== Information shown ==
# # # # # # #

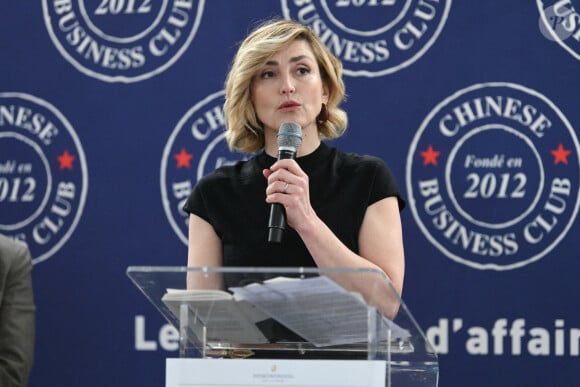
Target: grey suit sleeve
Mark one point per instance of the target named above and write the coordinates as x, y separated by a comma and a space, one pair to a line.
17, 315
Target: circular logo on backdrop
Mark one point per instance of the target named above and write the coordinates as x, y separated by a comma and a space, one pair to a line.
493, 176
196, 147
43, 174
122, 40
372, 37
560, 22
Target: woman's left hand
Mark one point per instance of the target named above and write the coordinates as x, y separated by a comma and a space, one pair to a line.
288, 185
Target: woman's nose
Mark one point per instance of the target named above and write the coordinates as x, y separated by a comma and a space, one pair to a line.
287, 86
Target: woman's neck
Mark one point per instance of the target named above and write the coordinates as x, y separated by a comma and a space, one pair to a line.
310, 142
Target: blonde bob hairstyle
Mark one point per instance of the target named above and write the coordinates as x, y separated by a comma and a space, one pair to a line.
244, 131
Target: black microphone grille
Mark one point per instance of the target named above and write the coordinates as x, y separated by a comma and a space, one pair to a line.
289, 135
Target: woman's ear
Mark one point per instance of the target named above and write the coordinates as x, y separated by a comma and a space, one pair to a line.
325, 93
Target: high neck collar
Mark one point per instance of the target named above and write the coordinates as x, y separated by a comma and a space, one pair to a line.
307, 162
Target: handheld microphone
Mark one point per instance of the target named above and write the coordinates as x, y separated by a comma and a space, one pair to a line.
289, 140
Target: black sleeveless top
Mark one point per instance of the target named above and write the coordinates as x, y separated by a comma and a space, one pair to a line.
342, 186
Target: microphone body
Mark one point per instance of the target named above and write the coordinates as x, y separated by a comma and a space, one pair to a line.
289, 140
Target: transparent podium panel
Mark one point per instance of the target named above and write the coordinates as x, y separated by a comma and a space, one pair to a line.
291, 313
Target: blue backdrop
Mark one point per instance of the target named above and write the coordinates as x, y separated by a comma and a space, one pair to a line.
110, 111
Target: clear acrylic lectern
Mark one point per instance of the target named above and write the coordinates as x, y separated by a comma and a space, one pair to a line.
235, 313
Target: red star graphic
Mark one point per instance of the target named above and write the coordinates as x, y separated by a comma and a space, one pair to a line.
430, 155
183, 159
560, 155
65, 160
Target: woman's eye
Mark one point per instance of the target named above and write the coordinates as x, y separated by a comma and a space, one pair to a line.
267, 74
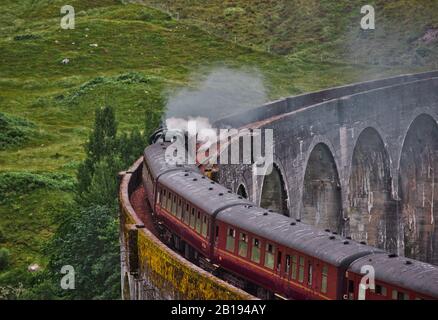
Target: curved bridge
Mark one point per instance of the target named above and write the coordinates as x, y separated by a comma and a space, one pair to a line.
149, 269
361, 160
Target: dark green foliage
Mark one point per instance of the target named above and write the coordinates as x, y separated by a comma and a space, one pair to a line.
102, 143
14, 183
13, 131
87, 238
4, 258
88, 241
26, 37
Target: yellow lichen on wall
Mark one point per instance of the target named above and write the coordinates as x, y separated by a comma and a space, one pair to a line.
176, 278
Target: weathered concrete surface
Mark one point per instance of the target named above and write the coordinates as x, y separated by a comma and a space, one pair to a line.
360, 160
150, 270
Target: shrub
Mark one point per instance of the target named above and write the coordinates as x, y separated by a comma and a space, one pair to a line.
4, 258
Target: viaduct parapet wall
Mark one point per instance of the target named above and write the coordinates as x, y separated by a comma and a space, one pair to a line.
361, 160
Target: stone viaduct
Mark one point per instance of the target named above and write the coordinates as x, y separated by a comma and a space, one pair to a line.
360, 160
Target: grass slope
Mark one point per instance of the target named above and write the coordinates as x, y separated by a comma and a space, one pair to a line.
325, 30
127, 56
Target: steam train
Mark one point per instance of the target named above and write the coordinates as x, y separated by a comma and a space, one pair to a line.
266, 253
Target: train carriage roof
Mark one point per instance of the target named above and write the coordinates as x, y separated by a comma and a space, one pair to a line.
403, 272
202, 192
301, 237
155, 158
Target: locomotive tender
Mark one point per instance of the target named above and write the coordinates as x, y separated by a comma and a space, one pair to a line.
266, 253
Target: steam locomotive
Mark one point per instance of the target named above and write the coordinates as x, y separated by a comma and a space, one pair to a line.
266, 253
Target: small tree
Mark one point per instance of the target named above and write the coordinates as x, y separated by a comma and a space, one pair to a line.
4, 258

# # # # # # #

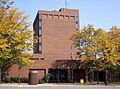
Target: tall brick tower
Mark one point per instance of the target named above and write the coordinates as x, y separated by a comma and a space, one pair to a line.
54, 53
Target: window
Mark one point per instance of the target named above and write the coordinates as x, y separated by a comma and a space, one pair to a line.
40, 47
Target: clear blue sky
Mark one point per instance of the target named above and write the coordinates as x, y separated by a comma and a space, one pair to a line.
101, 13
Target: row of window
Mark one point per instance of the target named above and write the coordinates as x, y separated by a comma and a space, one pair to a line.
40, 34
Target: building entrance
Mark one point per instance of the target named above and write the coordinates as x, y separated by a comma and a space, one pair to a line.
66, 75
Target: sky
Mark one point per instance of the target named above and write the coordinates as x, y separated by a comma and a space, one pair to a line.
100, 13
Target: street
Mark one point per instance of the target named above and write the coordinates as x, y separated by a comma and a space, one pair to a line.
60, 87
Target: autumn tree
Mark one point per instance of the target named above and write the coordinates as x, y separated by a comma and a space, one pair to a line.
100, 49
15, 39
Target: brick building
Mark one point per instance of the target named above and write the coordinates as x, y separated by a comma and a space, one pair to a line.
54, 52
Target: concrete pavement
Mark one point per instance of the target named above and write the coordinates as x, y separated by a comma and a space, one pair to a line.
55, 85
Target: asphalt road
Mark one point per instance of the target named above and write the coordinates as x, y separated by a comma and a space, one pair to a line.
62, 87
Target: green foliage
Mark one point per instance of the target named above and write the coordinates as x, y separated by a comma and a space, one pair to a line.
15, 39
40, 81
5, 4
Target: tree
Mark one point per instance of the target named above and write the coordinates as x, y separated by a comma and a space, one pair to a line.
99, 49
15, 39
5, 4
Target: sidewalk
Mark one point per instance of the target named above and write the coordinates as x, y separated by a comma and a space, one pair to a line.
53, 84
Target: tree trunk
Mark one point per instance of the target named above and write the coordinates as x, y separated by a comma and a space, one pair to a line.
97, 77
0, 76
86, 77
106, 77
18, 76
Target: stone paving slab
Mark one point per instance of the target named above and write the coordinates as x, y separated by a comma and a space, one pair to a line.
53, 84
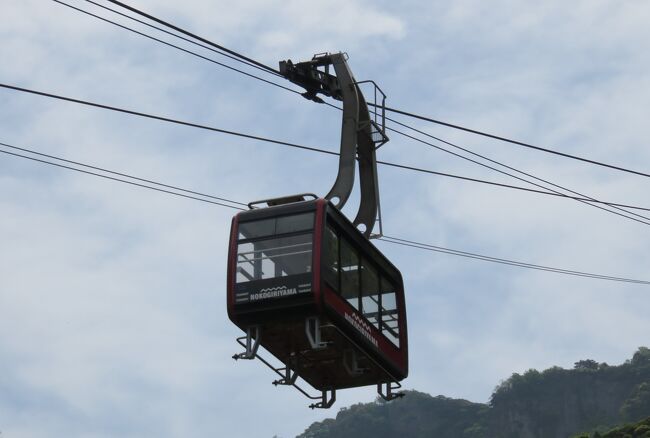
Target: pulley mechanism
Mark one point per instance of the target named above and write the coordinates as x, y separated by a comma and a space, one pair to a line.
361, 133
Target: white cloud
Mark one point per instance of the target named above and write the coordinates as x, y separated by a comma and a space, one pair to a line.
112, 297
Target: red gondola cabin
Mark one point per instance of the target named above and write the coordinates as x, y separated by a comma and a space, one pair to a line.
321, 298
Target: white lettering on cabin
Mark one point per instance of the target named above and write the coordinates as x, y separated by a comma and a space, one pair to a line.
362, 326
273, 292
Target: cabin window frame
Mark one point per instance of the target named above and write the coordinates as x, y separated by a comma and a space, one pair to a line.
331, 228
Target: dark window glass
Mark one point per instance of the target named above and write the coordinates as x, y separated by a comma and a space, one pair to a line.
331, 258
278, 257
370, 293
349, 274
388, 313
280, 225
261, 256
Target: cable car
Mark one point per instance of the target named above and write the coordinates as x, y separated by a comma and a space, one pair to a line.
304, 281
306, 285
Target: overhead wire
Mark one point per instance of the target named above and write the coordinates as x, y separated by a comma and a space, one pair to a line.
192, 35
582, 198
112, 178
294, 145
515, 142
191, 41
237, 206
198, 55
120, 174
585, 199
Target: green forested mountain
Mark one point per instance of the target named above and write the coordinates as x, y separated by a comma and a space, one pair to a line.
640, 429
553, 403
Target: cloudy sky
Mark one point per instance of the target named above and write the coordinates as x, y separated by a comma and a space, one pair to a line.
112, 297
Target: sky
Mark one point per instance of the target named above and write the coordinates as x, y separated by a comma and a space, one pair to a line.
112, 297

# # # # # # #

Please tally the lines in the records above that contain the string "clear", and reply with that number only.

2